Excerpts of pointing data
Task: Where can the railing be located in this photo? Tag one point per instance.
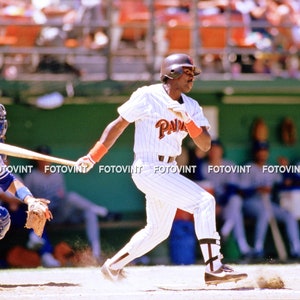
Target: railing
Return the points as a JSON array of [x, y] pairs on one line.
[[138, 35]]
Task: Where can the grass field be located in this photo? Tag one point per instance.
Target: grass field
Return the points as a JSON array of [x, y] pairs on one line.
[[268, 281]]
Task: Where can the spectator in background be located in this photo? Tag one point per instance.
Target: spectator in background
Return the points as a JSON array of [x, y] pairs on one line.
[[257, 187], [225, 187], [67, 206]]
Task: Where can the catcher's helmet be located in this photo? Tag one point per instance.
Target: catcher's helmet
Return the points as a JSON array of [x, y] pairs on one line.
[[3, 122], [172, 66]]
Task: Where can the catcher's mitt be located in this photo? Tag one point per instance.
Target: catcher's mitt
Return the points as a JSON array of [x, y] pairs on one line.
[[37, 215]]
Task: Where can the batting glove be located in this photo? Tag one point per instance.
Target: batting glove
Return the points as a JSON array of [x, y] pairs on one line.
[[85, 164], [180, 111]]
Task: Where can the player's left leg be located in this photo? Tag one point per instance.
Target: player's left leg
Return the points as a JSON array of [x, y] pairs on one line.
[[4, 221], [176, 189], [160, 218]]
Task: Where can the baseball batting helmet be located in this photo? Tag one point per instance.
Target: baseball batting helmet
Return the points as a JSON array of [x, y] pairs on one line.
[[172, 66], [3, 122]]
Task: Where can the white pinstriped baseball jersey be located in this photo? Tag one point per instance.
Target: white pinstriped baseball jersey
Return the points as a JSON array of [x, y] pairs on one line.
[[157, 130]]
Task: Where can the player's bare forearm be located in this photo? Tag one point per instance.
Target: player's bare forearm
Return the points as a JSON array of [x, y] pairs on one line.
[[112, 132], [203, 141]]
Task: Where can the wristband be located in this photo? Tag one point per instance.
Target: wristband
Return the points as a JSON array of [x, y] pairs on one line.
[[22, 193], [193, 129], [97, 152]]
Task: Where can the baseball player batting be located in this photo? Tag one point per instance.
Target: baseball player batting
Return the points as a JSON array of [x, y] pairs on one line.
[[163, 117]]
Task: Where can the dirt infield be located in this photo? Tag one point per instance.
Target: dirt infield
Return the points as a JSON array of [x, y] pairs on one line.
[[151, 282]]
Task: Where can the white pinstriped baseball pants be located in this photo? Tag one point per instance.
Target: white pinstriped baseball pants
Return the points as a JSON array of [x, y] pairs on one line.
[[165, 192]]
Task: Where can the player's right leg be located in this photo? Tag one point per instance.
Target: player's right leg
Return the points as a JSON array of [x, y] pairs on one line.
[[160, 216]]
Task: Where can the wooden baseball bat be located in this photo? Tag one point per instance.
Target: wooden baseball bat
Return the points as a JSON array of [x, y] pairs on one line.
[[278, 241], [16, 151]]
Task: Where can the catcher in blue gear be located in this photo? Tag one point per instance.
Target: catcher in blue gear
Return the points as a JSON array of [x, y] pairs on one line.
[[38, 212]]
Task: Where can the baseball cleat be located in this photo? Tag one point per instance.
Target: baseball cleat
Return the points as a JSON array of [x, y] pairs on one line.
[[109, 273], [222, 275]]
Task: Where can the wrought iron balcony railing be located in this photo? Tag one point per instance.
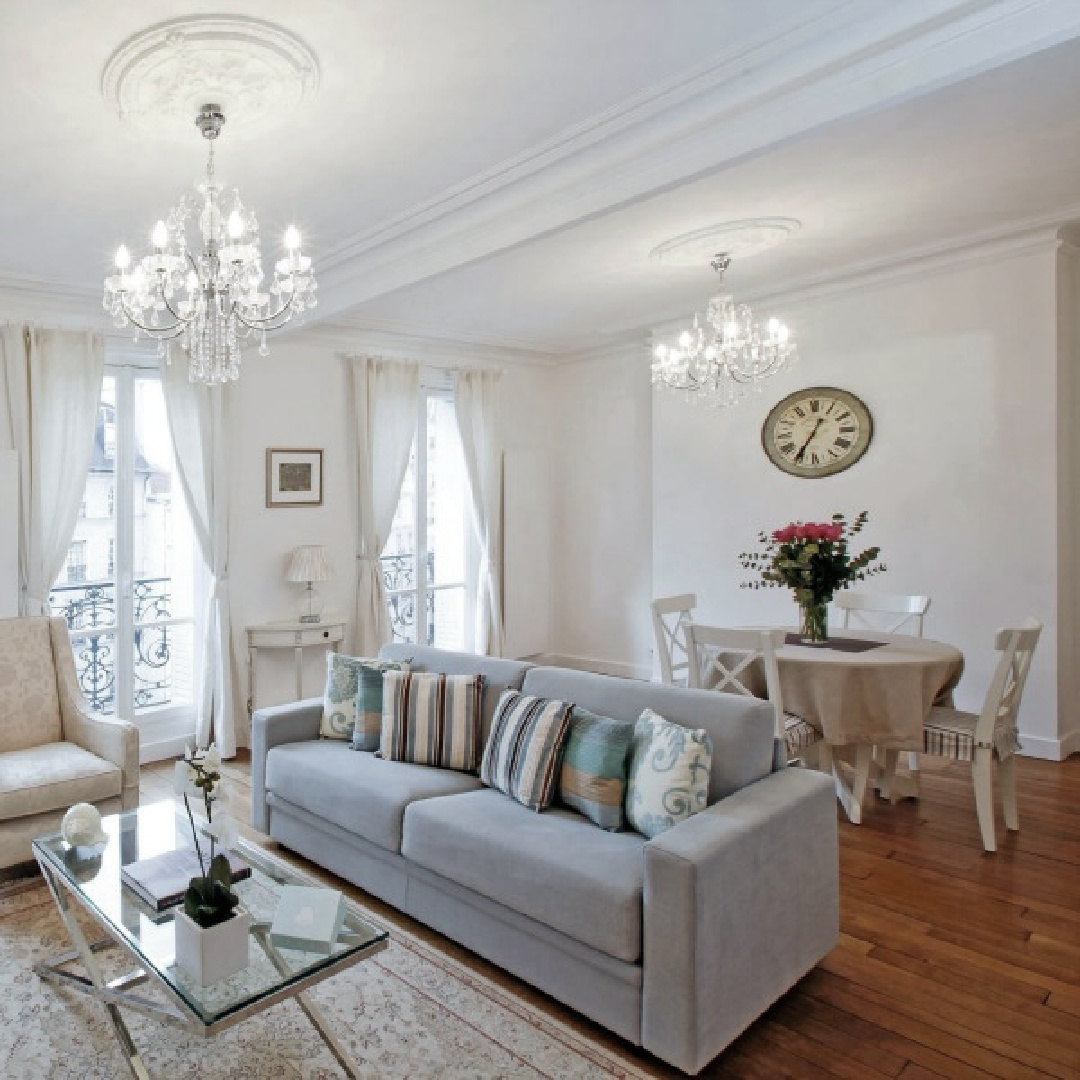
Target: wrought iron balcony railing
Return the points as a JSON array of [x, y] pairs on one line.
[[90, 610], [399, 579]]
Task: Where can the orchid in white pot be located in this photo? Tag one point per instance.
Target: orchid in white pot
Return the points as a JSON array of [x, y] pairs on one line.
[[212, 929]]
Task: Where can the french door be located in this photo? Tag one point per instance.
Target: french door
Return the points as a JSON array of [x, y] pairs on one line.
[[129, 584]]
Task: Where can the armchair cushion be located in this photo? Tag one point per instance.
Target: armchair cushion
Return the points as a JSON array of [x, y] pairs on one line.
[[29, 703], [53, 778]]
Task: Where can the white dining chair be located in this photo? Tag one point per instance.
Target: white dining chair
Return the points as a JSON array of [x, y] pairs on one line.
[[887, 613], [710, 651], [988, 734], [671, 616]]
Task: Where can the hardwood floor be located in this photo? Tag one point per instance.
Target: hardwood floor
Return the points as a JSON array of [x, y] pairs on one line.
[[953, 964]]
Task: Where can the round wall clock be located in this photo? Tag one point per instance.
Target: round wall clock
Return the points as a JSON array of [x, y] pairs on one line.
[[817, 432]]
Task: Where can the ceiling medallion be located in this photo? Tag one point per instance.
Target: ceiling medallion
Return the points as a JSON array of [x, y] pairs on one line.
[[724, 355], [210, 295], [256, 71], [737, 239]]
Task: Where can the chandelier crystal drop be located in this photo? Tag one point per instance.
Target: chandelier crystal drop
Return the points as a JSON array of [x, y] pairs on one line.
[[210, 298], [720, 362]]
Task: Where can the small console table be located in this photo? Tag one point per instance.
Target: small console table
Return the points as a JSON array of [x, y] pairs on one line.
[[291, 635]]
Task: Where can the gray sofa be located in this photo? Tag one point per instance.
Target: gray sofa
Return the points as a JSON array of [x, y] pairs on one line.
[[676, 944]]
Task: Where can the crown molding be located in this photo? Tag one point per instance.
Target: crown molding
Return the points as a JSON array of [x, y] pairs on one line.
[[1031, 237], [856, 58], [401, 342]]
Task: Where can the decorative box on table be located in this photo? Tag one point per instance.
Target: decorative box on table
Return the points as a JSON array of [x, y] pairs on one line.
[[308, 918]]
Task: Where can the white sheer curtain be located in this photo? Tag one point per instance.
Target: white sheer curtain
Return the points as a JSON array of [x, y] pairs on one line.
[[198, 420], [386, 401], [475, 405], [52, 386]]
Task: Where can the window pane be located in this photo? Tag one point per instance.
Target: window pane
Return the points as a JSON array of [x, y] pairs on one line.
[[163, 669], [84, 594], [163, 557], [95, 665], [448, 618], [447, 496]]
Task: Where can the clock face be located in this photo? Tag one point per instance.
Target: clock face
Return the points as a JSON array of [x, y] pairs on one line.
[[817, 432]]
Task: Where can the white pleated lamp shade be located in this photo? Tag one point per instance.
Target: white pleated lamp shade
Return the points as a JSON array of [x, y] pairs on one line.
[[310, 563]]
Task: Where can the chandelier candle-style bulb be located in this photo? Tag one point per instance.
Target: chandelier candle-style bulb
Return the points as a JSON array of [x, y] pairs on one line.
[[731, 354], [212, 295]]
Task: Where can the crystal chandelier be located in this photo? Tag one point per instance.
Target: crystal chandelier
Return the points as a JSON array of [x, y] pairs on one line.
[[719, 362], [210, 298]]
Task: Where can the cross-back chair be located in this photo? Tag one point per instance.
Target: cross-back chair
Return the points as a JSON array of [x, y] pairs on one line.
[[982, 737], [900, 615], [729, 656], [671, 616]]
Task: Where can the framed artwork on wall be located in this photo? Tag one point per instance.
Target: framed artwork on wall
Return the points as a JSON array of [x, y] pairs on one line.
[[294, 477]]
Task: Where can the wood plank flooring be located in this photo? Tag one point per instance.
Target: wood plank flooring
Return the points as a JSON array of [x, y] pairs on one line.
[[953, 964]]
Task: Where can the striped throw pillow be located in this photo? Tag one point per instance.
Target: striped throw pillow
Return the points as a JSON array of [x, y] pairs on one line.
[[430, 718], [525, 747], [341, 699], [593, 778]]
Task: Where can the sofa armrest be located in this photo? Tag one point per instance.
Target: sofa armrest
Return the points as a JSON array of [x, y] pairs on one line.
[[740, 902], [298, 721]]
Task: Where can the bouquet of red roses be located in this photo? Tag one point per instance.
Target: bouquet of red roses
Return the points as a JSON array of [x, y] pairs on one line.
[[812, 558]]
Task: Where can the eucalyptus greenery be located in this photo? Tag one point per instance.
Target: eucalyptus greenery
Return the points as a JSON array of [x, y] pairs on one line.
[[210, 899], [812, 559]]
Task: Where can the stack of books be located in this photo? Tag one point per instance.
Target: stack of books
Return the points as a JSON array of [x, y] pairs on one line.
[[162, 880]]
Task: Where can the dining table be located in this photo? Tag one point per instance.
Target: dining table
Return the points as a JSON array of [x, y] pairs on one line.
[[864, 691]]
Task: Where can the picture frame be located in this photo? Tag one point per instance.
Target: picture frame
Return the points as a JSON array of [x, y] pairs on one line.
[[294, 477]]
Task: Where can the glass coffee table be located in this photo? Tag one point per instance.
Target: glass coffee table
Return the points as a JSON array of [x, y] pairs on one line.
[[90, 879]]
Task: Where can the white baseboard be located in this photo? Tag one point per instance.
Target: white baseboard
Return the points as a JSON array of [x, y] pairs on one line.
[[1050, 750], [162, 740], [601, 666]]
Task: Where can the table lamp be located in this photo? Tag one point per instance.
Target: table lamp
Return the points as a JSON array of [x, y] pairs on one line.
[[310, 563]]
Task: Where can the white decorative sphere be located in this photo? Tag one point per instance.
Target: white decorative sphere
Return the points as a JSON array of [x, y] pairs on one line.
[[82, 826]]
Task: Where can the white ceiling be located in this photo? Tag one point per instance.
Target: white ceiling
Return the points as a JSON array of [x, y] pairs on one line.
[[498, 170], [996, 150]]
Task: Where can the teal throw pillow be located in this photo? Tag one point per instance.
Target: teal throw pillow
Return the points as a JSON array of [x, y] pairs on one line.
[[593, 778]]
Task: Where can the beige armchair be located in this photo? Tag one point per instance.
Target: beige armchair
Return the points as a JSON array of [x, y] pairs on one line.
[[54, 752]]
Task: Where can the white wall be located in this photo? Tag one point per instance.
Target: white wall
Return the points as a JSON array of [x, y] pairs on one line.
[[959, 369], [604, 497], [297, 397]]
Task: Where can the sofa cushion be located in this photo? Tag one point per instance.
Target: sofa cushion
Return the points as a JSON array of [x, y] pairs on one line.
[[54, 777], [432, 718], [741, 728], [555, 867], [525, 748], [29, 701], [356, 791], [498, 674]]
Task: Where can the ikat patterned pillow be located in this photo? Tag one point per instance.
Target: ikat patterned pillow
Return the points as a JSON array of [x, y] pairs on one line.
[[340, 698], [669, 774]]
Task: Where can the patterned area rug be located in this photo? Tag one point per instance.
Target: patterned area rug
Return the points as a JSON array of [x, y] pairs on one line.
[[408, 1013]]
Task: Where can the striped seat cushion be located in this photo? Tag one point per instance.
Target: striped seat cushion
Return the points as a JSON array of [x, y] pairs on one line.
[[525, 747], [430, 718], [949, 732], [593, 778], [798, 734]]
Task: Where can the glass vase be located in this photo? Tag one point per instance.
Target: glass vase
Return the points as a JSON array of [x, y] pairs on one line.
[[813, 621]]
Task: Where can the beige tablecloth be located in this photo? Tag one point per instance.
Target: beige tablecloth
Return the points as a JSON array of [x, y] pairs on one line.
[[880, 697]]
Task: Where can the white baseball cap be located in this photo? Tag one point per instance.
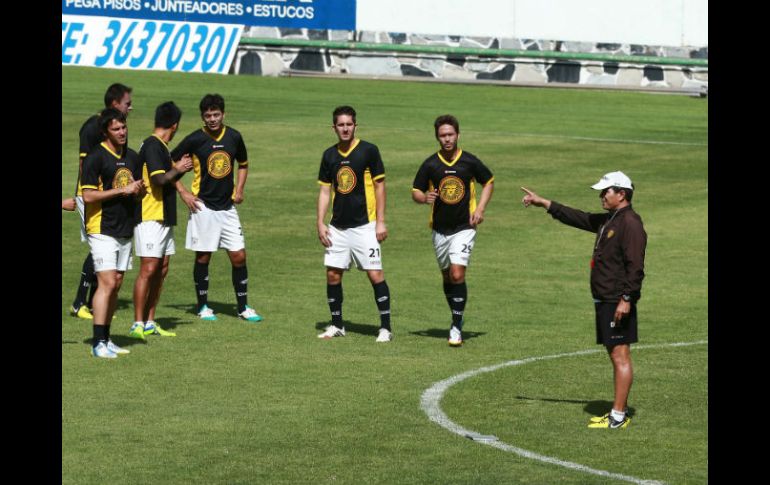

• SHORT TASK: Convert the stretch from the start of the items through the line containing "[[37, 215]]" into a JSON list of strings, one string per line, with blank lines omitted. Leave the pictures out of the answer.

• OUTPUT:
[
  "Task: Where can the railing be located in this photo? Tag one point per instance.",
  "Target: railing",
  "Return the points as a JSON array of [x, y] pairs on one line.",
  "[[138, 35]]",
  "Task: Where can the grass field be located in this photo? Tag one point per instance.",
  "Target: grass field",
  "Return the points as a JSON array of [x, y] pairs on one line.",
  "[[268, 281]]",
  "Task: Where can the spectator in background be located in this photo? Tag one point per instance.",
  "Target: spectator in background",
  "Return the points as a JSON array of [x, y] pairs on one line.",
  "[[257, 187], [225, 187], [67, 206]]",
  "Task: Where can the catcher's helmet be located in this photo? Tag one point per instance.",
  "Target: catcher's helmet",
  "Return the points as a JSON array of [x, y] pairs on one line.",
  "[[3, 122], [172, 66]]",
  "Task: Where can the catcher's mitt be located in this photo? Tag one point per instance.",
  "Target: catcher's mitt",
  "Return the points as a JSON array of [x, y] pairs on one line.",
  "[[37, 215]]"
]